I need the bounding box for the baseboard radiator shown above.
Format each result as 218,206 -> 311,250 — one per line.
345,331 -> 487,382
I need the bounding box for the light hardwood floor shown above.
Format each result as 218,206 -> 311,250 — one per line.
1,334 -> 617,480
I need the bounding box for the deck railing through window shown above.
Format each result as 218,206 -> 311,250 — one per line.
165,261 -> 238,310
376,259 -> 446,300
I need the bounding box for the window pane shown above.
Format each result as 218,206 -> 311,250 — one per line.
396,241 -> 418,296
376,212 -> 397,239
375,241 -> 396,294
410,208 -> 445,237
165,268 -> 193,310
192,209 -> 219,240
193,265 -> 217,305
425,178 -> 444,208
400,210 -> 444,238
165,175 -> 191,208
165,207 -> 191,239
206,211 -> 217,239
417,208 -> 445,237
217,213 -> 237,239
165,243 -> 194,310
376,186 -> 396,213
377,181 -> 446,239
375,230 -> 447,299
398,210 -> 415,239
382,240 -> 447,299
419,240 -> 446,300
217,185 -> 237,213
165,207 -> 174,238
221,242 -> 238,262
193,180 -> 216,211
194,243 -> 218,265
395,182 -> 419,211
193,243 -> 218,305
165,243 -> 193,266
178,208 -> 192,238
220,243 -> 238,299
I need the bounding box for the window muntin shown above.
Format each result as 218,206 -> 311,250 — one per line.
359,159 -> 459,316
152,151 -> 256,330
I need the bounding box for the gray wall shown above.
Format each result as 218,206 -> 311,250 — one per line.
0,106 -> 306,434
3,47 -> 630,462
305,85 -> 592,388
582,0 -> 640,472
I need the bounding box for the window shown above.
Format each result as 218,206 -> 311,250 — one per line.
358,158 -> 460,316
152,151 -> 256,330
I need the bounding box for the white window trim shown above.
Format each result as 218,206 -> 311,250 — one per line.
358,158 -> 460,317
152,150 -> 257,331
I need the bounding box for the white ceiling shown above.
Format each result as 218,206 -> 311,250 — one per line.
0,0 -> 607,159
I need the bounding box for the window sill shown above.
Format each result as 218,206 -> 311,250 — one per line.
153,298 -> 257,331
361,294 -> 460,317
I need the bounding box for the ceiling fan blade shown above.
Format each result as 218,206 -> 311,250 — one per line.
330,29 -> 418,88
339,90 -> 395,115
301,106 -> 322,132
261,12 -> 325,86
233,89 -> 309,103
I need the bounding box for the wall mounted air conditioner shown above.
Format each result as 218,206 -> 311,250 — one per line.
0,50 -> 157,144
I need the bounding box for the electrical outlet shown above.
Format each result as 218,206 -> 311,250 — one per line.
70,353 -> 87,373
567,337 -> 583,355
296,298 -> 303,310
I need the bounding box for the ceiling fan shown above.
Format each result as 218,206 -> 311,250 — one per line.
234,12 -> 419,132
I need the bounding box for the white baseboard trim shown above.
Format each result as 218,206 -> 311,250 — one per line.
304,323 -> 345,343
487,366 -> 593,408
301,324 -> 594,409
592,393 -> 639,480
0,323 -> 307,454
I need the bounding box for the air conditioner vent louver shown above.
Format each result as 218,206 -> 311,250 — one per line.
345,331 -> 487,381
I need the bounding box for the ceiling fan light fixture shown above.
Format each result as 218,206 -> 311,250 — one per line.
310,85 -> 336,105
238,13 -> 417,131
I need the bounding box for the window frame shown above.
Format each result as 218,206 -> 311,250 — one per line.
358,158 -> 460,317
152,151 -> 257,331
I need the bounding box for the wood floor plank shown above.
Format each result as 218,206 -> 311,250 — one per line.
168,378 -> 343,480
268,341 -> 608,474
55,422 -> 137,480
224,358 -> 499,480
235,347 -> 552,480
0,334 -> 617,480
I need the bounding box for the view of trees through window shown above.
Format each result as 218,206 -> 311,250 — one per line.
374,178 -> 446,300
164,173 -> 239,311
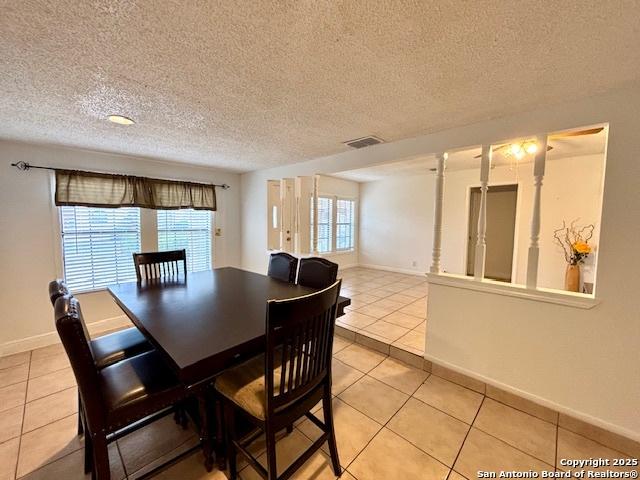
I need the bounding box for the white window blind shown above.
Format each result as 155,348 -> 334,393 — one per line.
310,196 -> 333,253
157,209 -> 212,272
60,206 -> 141,292
336,199 -> 355,251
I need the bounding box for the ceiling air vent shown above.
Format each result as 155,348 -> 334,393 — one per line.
344,136 -> 384,149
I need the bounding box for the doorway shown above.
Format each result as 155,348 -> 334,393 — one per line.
466,184 -> 518,282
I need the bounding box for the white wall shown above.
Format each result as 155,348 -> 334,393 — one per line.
359,174 -> 435,274
0,141 -> 241,352
439,154 -> 604,290
241,83 -> 640,439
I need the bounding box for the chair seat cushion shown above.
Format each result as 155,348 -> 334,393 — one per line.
100,350 -> 184,428
215,354 -> 283,420
91,327 -> 152,369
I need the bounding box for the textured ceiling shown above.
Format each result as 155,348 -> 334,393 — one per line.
334,127 -> 607,181
1,1 -> 639,172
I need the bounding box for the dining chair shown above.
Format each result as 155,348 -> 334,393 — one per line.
54,294 -> 193,480
267,252 -> 298,283
133,249 -> 187,281
296,257 -> 339,289
216,280 -> 342,480
48,280 -> 153,435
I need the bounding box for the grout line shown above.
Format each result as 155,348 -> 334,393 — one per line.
554,423 -> 560,471
24,384 -> 77,406
448,394 -> 486,472
15,351 -> 32,480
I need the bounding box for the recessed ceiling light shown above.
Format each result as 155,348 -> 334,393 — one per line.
107,114 -> 135,125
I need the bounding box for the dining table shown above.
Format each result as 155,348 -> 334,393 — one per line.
107,266 -> 350,470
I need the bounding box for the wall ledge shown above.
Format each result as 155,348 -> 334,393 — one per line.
427,272 -> 600,309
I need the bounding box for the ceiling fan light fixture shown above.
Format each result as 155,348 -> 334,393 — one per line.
525,142 -> 538,154
509,143 -> 523,155
107,114 -> 135,125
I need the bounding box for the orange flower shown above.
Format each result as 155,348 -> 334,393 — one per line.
573,241 -> 591,254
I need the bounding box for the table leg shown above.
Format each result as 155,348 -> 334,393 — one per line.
197,393 -> 214,472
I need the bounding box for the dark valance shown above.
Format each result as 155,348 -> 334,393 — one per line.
54,169 -> 217,211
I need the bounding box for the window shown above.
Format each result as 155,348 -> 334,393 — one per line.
157,209 -> 212,272
60,206 -> 141,291
310,196 -> 333,253
336,199 -> 355,251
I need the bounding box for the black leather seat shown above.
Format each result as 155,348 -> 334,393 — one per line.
297,257 -> 339,289
55,295 -> 190,480
267,252 -> 298,283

## Action item
From the records above, copy every line that holds the word "white".

## Task solution
I need the bounding box for the white window trim shown above.
I need the bounding box for the white ceiling shown above.
I need the bounding box for the white baseboard trim shown above.
I need the bounding box for the white window blind shown above.
I need the bounding box for the white wall shown above.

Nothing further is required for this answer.